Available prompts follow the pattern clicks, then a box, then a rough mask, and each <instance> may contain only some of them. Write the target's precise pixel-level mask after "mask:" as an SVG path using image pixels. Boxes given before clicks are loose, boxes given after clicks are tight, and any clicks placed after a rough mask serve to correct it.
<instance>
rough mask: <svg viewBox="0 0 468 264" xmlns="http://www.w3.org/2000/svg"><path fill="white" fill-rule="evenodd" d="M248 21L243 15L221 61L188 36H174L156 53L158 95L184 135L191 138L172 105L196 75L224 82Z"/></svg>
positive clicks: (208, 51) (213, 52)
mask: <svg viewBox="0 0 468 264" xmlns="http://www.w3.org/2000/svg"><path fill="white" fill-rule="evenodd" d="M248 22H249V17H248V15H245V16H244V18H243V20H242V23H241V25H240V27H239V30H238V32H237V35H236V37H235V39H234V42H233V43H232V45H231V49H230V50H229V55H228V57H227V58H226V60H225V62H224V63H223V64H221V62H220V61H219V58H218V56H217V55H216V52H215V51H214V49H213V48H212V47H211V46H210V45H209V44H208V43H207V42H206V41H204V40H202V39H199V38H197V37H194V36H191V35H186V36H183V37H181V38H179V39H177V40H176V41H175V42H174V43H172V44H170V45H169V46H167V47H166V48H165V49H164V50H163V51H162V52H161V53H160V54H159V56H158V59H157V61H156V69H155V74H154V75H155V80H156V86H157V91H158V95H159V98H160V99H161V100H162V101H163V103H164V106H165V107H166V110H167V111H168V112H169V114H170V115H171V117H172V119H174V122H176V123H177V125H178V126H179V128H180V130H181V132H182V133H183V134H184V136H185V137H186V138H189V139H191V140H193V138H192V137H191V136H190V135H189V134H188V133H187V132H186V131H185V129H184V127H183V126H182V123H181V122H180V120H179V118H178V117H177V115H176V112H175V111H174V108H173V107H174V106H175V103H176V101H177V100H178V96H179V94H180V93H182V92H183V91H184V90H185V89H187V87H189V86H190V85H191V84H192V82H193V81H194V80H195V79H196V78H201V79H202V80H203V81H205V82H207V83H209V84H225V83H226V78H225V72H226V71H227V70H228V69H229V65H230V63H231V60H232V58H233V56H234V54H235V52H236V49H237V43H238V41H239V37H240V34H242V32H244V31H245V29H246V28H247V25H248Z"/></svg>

◇ ◇ ◇

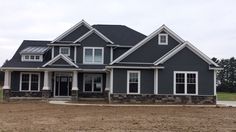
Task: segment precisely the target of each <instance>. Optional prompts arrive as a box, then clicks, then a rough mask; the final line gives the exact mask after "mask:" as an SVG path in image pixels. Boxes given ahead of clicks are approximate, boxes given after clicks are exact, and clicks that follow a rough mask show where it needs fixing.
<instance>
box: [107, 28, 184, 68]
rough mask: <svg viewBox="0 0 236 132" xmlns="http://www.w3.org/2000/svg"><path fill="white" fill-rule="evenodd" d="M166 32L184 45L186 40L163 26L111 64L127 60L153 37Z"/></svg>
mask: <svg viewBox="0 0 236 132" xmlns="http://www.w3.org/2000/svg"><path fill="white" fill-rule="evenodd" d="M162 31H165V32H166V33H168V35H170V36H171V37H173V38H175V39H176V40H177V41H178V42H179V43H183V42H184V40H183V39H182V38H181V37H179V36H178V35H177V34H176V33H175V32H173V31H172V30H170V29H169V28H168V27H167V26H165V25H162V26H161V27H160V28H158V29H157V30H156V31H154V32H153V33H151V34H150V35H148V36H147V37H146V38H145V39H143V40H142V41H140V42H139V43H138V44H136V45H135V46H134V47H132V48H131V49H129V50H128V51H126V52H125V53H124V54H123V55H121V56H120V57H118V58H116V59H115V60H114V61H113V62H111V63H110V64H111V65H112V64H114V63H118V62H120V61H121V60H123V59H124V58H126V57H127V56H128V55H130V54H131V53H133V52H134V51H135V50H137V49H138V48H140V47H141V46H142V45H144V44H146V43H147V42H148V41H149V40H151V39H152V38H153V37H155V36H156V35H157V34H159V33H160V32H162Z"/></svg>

◇ ◇ ◇

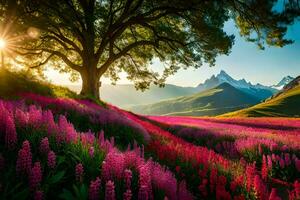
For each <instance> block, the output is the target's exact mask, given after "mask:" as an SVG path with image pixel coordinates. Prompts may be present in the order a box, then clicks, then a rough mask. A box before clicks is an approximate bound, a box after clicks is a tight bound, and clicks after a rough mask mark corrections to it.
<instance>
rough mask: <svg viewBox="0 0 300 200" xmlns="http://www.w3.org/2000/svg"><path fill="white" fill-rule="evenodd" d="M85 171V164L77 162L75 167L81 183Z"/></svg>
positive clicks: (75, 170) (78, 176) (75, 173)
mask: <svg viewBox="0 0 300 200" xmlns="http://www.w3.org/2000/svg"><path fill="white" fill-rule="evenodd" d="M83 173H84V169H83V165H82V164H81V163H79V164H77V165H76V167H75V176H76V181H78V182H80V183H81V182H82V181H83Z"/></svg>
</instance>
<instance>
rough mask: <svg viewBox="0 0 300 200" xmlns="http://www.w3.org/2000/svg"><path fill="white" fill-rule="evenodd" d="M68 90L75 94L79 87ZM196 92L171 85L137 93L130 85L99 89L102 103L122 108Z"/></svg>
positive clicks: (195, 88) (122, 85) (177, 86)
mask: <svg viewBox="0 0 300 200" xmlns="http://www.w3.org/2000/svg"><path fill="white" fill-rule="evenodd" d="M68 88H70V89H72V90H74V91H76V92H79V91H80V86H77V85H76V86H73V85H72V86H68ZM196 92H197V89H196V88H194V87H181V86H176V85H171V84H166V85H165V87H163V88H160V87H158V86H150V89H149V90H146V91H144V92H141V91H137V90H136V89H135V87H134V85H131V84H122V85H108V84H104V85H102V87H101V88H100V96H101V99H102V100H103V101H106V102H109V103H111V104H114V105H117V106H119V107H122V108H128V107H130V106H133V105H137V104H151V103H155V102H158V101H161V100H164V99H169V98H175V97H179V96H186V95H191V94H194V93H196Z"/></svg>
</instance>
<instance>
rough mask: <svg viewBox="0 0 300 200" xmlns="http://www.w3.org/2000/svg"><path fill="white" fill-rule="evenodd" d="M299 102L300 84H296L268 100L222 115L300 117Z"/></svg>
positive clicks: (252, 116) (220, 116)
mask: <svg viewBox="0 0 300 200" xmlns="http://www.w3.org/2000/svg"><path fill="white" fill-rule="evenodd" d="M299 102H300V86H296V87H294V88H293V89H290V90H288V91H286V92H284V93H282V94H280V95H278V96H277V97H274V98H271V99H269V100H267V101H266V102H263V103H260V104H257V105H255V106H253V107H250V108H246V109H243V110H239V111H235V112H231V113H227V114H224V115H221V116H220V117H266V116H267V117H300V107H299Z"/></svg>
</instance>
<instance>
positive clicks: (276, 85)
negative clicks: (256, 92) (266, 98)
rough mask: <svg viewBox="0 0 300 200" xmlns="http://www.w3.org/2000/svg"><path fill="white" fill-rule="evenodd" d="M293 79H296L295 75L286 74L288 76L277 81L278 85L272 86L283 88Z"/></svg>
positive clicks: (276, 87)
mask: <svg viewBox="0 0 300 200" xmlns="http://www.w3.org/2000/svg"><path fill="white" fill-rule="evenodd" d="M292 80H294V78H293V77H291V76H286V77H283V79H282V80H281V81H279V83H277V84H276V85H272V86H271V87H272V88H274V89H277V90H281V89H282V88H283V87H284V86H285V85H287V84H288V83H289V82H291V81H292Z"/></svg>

◇ ◇ ◇

What is needed - Set down, exactly as they appear above, all lines from the one that has "Available prompts follow" down to the one that has "21L243 15L221 61L188", including those two and no others.

Written answer -
Available prompts follow the pattern clicks, then a box, then a rough mask, and each <instance> may contain only some of them. Write the target's precise pixel-level mask after "mask:" as an SVG path using image pixels. Boxes given before clicks are loose, boxes given after clicks are tight, and any clicks placed after a rough mask serve to correct it.
<instance>
rough mask: <svg viewBox="0 0 468 264" xmlns="http://www.w3.org/2000/svg"><path fill="white" fill-rule="evenodd" d="M248 21L243 15L221 61L188 36H174L156 53L158 95L184 135L191 138L172 105L196 75L224 82Z"/></svg>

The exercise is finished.